START Passage
Medical Billing- Effectively Manage Accounts Receivable With Advanced System Tools
To effectively manage healthcare accounts receivable, several advanced system tools are necessary to make sure that the workflow and efficiency of your practice is optimized. Some of the features that will give you the best return on the time and money spent are:
Work Queue: For your collectors, the system needs to be able to send, sort and route assignments to collectors via an informative automated list so they can work quickly. To collect, they need to be productive at addressing delinquent accounts and document activity.
Routing by Skill Set: You want to assign projects according to your staff’s skill sets both in terms of experience and efficiency. This means that your system should include employee assignment based on predetermined criteria. For example, a Medicare denial could be automatically routed to a Medicare specialist.
Sophisticated Tracking: Your practice needs to be able to track all denials, lost or neglected claims, underpayments and non-payments. To do this, the system must be able to categorize them as such. This will result in an organized work process and flow.
Intuitive Usage: The GUI (Graphic User Interface) system interaction needs to be as easy and intuitive as possible. You’re seeking a minimal-click process for resubmissions, appeals, eligibility verification and demographic and insurance information changes. Again, this goes back to the focus on staff productivity.
END Passage
Task requirements —
(1) Reproduce the accounts receivable passage from "Medical Billing- Effectively" to "and document activity.".
(2) Answer these questions using the accounts receivable passage.
(a) In the example about routing by skill set, what kind of case goes to what kind of staff member?
(b) What does GUI stand for?
(c) Which four kinds of problems must the practice be able to track?
(3) Carry the accounts receivable passage on from its final paragraph.
START Raw data
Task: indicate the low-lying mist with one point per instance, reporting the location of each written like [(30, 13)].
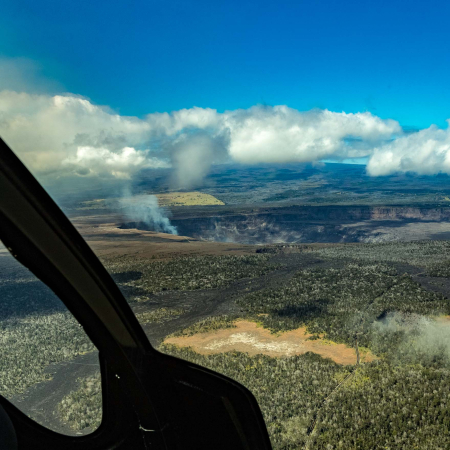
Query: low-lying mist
[(413, 339)]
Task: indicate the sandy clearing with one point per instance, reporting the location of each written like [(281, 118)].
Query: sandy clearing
[(249, 337)]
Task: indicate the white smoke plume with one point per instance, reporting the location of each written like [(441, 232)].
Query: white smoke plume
[(424, 339), (145, 209), (68, 135)]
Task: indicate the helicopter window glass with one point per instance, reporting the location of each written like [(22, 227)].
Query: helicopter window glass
[(49, 368)]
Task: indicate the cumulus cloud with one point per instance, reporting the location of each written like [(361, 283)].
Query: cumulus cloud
[(193, 155), (424, 152), (280, 134), (69, 135)]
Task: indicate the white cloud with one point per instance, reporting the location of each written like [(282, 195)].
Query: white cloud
[(104, 162), (424, 152)]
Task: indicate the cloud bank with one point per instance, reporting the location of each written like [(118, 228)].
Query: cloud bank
[(59, 135)]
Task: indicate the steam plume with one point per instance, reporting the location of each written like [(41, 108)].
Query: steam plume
[(145, 209)]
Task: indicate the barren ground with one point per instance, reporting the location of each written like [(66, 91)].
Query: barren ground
[(249, 337)]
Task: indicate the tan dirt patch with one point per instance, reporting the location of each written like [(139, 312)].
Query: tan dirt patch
[(250, 338)]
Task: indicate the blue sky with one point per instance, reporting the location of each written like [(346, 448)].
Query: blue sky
[(387, 57)]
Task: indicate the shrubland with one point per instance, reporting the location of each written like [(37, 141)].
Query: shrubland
[(187, 273)]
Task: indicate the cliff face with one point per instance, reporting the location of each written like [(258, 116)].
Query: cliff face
[(298, 224)]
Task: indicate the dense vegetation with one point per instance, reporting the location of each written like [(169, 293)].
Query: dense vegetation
[(343, 303), (418, 253), (209, 324), (82, 409), (388, 407), (28, 345), (203, 272), (383, 406), (159, 315)]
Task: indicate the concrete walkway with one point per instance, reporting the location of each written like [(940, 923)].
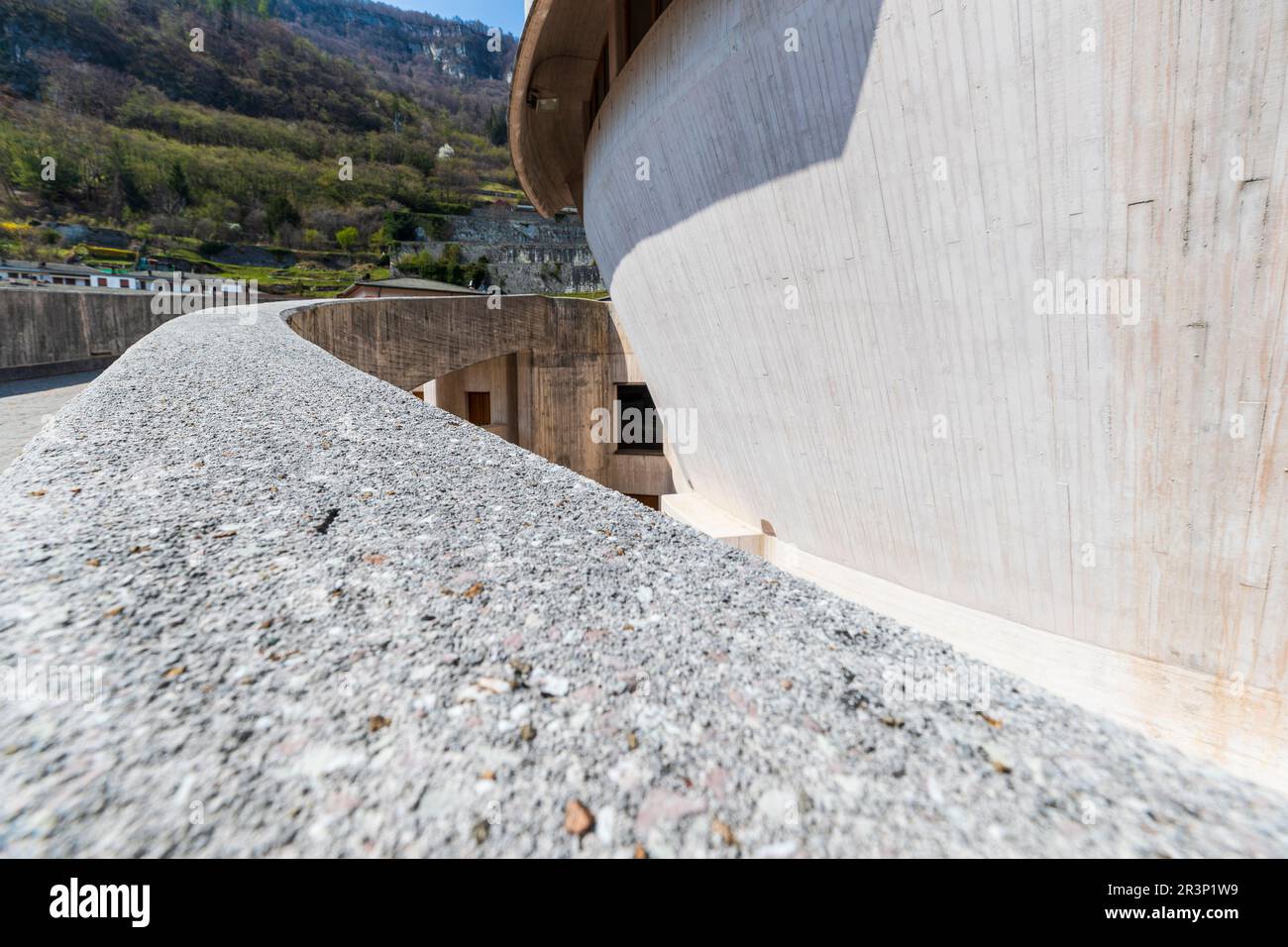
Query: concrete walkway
[(25, 406), (312, 616)]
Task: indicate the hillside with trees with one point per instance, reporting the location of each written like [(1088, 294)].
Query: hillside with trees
[(313, 125)]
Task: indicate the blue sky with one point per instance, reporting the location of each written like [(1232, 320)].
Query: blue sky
[(506, 14)]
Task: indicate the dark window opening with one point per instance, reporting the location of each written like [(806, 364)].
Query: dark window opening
[(639, 429), (639, 18), (480, 407), (599, 90)]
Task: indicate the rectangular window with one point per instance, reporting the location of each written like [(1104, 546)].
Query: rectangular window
[(599, 89), (639, 18), (639, 429), (480, 407)]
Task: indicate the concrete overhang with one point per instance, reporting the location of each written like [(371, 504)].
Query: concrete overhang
[(553, 73)]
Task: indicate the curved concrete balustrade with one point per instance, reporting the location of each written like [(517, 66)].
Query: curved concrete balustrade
[(327, 618)]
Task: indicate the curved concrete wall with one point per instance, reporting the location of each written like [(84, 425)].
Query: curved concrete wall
[(910, 176)]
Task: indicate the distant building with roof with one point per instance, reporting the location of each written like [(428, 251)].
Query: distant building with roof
[(404, 286), (39, 272)]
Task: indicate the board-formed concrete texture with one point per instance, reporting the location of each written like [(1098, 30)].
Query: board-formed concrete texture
[(60, 330), (317, 616), (857, 237)]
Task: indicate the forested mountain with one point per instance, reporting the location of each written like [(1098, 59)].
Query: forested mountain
[(239, 133)]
END Raw data
Outputs by task —
(1)
Medical Billing- Effectively Manage Accounts Receivable With Advanced System Tools
To effectively manage healthcare accounts receivable, several advanced system tools are necessary to make sure that the workflow and efficiency of your practice is optimized. Some of the features that will give you the best return on the time and money spent are:
Work Queue: For your collectors, the system needs to be able to send, sort and route assignments to collectors via an informative automated list so they can work quickly. To collect, they need to be productive at addressing delinquent accounts and document activity.

(2)
(a) A Medicare denial is automatically routed to a Medicare specialist.
(b) Graphic User Interface.
(c) Denials, lost or neglected claims, underpayments and non-payments.

(3)
Electronic Status Checks: You want to be able to electronically check on your claim status with your payer (many payers allow this). That way, you will know when to expect a payment or follow up on a claim. It also means that your system has to be able to interface with the systems used by your various payers or set reminders on accounts within your practice management application.
Advanced Sorting and Storing Ability: Make sure your system contains ways to easily organize your A/R data. For example, you might want the system to sort claim denials by payer, provider, billing amount, payer type and any other category. Not only should your practice effectively store the data, but it should be easy to access and extrapolate data whenever it is needed.
Value of Denials: You need to know how much claim denials are financially impacting your practice. This will help in assigning resources to efficiently handle them.
Categorizing Denials: The system should be able to categorize denials by type. This would include enrollment, authorization, coverage, medical necessity, medical justification, etc. The ability to standardize into category themes across payers will give your practice another data set to analyze in the effort to minimize denials.